▸ What you are asked to do
Repeat the listing below in full, exactly as it stands.

▸ Data records
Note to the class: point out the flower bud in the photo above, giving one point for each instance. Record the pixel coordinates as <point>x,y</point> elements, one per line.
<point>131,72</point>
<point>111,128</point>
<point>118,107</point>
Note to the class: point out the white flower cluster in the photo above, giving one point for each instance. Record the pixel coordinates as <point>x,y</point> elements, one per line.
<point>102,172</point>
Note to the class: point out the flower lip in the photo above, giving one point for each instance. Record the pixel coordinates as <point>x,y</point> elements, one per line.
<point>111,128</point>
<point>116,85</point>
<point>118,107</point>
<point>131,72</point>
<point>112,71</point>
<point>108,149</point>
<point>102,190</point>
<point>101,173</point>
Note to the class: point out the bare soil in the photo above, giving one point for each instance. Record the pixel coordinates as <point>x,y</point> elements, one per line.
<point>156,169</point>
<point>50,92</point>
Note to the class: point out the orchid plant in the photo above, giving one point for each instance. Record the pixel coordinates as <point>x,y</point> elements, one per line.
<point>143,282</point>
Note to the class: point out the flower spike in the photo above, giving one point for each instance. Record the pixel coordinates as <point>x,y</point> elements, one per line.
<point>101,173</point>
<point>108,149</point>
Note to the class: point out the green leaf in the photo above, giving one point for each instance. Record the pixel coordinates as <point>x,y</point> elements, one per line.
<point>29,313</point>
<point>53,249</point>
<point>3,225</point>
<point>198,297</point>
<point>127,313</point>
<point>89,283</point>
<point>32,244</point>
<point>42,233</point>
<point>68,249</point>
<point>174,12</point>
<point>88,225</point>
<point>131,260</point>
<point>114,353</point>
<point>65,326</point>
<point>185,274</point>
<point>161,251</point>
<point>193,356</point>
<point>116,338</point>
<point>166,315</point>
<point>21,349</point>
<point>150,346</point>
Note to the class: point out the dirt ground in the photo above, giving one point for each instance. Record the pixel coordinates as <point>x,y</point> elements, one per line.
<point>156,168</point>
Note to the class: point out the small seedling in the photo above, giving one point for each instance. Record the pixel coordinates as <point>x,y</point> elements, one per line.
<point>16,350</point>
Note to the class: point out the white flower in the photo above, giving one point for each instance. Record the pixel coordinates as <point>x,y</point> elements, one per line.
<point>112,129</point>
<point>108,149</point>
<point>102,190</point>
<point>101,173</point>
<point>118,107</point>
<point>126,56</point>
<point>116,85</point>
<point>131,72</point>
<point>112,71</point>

▸ Result of the exercise
Note to the class: point out the flower bud in the photo above, giving one point for each instance. Record the pixel coordinates as <point>x,y</point> elements, one per line.
<point>131,72</point>
<point>111,128</point>
<point>118,107</point>
Note to the class: point out the white flower cluster in the photo above, giving one point for each instance. Record the pixel coordinates as <point>x,y</point> elements, one per line.
<point>102,172</point>
Note to the class: point out the flower lip in the photo above, giving one point for each instance. Record the pixel coordinates as <point>x,y</point> elements, one per line.
<point>111,128</point>
<point>116,85</point>
<point>118,107</point>
<point>131,72</point>
<point>112,71</point>
<point>108,149</point>
<point>102,190</point>
<point>101,173</point>
Note to the class: point out the bare soil in the photo above, giving one point for each instance. Record the pixel coordinates as <point>x,y</point> elements, one per line.
<point>156,169</point>
<point>50,92</point>
Note to the class: point out the orchid plant in the photo above, giving one point for each instance. Record the pixel coordinates as <point>x,y</point> elements, one per line.
<point>143,282</point>
Note to the class: point out the flower spike in the photo above, giving one point for each instance. Record the pixel coordinates as <point>x,y</point> elements, one per line.
<point>101,173</point>
<point>108,149</point>
Note to the class: point out the green leaf in the photo above, giving one point for each instance. Record the pixel coordinates as <point>x,y</point> elements, one per line.
<point>29,313</point>
<point>53,249</point>
<point>3,225</point>
<point>198,297</point>
<point>127,313</point>
<point>89,283</point>
<point>32,244</point>
<point>42,233</point>
<point>68,249</point>
<point>174,12</point>
<point>88,225</point>
<point>131,260</point>
<point>114,353</point>
<point>65,326</point>
<point>185,274</point>
<point>161,251</point>
<point>193,356</point>
<point>116,338</point>
<point>166,315</point>
<point>21,349</point>
<point>150,346</point>
Note to the class: point out the dirt ground in the photo above, giving one point for each instance. Record the pixel coordinates as <point>x,y</point> elements, one per line.
<point>156,168</point>
Note to the class: point out the small seedling in the photo above, giving one point for each instance. Record the pixel coordinates as <point>x,y</point> elements, one per line.
<point>16,350</point>
Note to the class: point out the white flower in the photo above, giving one point for each instance. Record the pixel coordinates as <point>x,y</point> elements, one per line.
<point>112,129</point>
<point>108,149</point>
<point>102,190</point>
<point>101,173</point>
<point>118,107</point>
<point>126,56</point>
<point>116,85</point>
<point>131,72</point>
<point>112,71</point>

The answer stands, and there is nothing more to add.